• [Фрагмент текста]:
───

А вот еще один принцип: победа с тем, кто прав. Животное, защищающее свою территорию, свой дом, свою самку, своих детенышей, обычно выигрывает в конфликте даже с более сильным. И не только потому, что отчаяннее обороняется или нападает, но и потому, что противник заранее ослаблен. Его агрессивность сдерживается запретом – тем самым, который когда-то люди формулировали как «не пожелай ни дома ближнего своего, ни жены его…», а современные юристы называют неприкосновенностью жилища, личной жизни и имущества. Очень забавно наблюдать, как ссорятся две птицы, самцы-соседи, на границе своих участков: по очереди проигрывает тот, кто залетит на участок другого.

───

• [Исходные данные]:
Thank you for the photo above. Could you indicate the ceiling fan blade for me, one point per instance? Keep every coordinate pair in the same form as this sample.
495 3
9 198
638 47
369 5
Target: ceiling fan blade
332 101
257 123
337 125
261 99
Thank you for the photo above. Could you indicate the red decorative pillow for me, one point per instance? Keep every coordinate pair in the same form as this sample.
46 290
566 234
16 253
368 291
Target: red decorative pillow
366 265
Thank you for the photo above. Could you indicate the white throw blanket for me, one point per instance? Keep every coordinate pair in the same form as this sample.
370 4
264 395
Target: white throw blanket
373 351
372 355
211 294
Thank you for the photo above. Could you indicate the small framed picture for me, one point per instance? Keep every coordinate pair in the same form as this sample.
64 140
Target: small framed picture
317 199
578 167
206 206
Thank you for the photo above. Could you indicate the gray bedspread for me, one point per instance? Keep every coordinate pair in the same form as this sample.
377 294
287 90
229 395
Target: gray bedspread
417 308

───

• [Требования к заданиям]:
[A] Переведите на английский язык это предложение из текста о территориальных конфликтах животных: «Животное, защищающее свою территорию, свой дом, свою самку, своих детенышей, обычно выигрывает в конфликте даже с более сильным».
[B] Пожалуйста, допишите текст о территориальных конфликтах животных, начав сразу после его последнего предложения.
Пункты с данными здесь никакой роли не играют.

• [Ожидаемые ответы]:
[A] An animal defending its territory, its home, its female, its young usually wins a conflict even against a stronger one.

[B]
В территориальном конфликте двух самцов каменки-плясуньи выигрывает тот, кому принадлежит участок (на рисунке он дальше от нас), потому что агрессор знает свою неправоту. Померившись ростом (слева), самцы встают параллельно, трясут хвостами и кричат. У хозяина участка все получается лучше, потому что он не заторможен запретом. Наконец, вторженец принимает позу приуменьшения себя и умиротворения, а хозяин – позу превосходства и торжества победы (справа).
Многие морально-этические нормы поведения человека, называемые еще общечеловеческой моралью, имеют свои аналоги во врожденных запретах разных видов животных. В некоторых случаях можно предполагать, что это совпадение чисто внешнее. Что моральная норма у человека возникла на разумной основе и случайно оказалась похожей на инстинктивный запрет животного. Но по крайней мере часть наших так называемых общечеловеческих норм морали и этики генетически восходит к врожденным запретам, руководившим поведением наших предков, в том числе и дочеловеческих.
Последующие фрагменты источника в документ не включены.